▶ [TASK INPUTS]
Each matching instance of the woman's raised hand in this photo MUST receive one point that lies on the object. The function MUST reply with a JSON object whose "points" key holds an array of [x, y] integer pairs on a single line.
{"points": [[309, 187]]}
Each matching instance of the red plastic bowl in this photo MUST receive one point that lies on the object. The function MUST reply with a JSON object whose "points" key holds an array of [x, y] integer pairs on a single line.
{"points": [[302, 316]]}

* * *

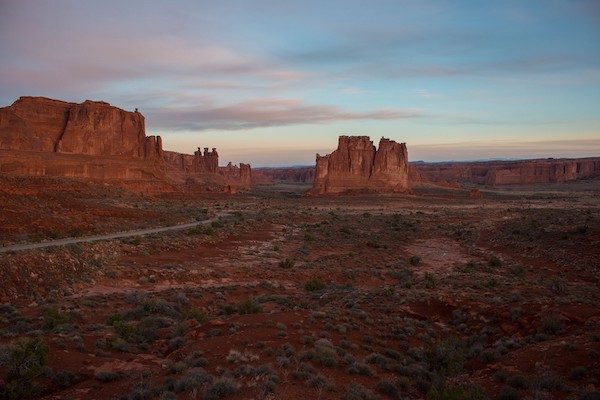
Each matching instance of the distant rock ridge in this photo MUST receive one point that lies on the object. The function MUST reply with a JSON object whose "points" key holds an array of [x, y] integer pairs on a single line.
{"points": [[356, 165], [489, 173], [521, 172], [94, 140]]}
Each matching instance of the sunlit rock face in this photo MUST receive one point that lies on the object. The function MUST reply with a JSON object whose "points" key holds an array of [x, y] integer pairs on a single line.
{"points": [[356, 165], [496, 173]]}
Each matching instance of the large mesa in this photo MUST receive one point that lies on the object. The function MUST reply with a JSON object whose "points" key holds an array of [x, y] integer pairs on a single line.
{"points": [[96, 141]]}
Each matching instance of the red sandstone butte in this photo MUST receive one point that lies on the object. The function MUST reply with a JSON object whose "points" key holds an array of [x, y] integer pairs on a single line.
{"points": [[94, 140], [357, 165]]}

▶ [EXERCISE]
Pick out each line of the data above that contains the word "lies", and copy every such line in full.

▶ [SOLUTION]
Each matching instance of the woman's raised hand in this photo MUST receive one point that lies on the object. The function MUST reply with a JSON object whose "points" key holds an array of [x, y] integer pairs on a single line.
Each matching instance of the red plastic bowl in this photo MUST receive one point that lies on the object. The function MUST reply with a JSON object whose "points" key holds an array of [x, y] integer pairs on a single line.
Each matching instance of the distant rock ridge in this photo MUST receive one point that lies on the object. The function MUST reply with a JSON object whose "points" key holds an array of [x, y] integer pairs on a single line.
Each matching instance of the sunlit rock face in this photo MUST receive one point that lies on the object. The function MUST reply with a JSON object whose "points" key holds an array of [x, y] integer pairs on a single line.
Each matching instance of the large mesa in this photo MUST receive one point that lies on the object. The function MUST reply with a JSON object whose "points" key holds an array of [x, y] integer pairs on a single line.
Each matching instance of the red sandstone butte in this photo MUST receive one point that lies on the object. The function MUST reply with a JSON object whose "points" key holds an array of [x, y] integer pairs on a single line.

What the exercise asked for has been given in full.